- The problem: Retype, without alteration, each line from the line containing "the woman's right" to the final line of the records.
Begin
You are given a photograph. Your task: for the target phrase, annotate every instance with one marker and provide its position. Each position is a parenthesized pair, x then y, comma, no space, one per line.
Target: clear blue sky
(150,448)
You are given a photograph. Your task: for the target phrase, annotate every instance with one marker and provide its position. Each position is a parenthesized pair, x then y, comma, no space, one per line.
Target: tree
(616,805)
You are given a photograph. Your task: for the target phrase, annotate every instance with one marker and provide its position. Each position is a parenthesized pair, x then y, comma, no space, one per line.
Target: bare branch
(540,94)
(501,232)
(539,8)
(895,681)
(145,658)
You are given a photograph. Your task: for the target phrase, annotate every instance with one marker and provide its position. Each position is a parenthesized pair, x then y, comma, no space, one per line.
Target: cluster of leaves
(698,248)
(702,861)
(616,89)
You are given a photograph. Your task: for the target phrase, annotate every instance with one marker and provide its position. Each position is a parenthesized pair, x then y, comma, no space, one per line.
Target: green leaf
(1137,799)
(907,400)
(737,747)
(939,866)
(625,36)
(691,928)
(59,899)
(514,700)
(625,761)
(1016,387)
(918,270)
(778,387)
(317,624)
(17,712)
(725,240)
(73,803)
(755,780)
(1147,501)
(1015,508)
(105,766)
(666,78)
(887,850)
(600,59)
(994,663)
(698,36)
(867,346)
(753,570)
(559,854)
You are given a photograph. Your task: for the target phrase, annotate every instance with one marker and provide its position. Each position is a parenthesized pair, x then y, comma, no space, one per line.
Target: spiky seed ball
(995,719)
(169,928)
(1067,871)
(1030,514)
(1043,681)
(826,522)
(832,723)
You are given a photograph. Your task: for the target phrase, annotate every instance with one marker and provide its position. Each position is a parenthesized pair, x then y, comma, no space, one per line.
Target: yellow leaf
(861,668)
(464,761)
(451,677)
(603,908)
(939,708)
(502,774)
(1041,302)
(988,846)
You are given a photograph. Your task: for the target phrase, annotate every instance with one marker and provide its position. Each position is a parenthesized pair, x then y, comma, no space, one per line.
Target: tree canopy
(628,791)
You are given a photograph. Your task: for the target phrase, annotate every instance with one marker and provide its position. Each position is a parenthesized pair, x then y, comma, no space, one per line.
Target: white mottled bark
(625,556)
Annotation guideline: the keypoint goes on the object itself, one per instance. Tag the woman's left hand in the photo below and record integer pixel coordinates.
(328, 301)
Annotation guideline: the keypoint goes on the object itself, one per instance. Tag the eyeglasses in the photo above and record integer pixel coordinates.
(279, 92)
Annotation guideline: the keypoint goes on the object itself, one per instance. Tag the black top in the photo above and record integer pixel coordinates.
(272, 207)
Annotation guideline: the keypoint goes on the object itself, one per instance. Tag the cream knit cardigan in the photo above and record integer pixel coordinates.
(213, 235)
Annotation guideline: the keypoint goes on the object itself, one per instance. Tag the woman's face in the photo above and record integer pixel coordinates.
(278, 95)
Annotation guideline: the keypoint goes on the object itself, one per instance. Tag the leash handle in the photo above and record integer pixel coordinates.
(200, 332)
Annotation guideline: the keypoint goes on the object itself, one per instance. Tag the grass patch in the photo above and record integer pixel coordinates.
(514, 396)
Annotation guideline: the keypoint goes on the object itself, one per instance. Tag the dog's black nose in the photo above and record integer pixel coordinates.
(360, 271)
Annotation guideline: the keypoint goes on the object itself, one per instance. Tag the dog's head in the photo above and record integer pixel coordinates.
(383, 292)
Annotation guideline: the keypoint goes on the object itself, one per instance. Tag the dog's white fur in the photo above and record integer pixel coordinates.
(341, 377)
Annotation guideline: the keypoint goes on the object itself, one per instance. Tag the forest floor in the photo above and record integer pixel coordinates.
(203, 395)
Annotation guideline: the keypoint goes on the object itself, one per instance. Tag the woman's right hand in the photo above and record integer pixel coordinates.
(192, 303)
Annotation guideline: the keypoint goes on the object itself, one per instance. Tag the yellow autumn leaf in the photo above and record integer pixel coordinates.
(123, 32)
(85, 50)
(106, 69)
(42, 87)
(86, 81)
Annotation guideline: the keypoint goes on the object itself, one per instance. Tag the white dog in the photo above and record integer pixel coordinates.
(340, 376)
End
- Exercise solution:
Annotation guideline: the keypoint goes on the object itself, one per instance. Tag the woman's right hand in the photo above and record integer pixel coordinates.
(192, 303)
Annotation guideline: the keypoint goes on the object itself, one per instance. Tag the yellow autumn leaf in the photo above and record integer pixel coordinates.
(123, 32)
(85, 50)
(106, 69)
(42, 87)
(86, 81)
Annotation guideline: the keypoint goes on the object itself, one per instance. Tag the white dog in the photo above and record integer pixel coordinates.
(340, 376)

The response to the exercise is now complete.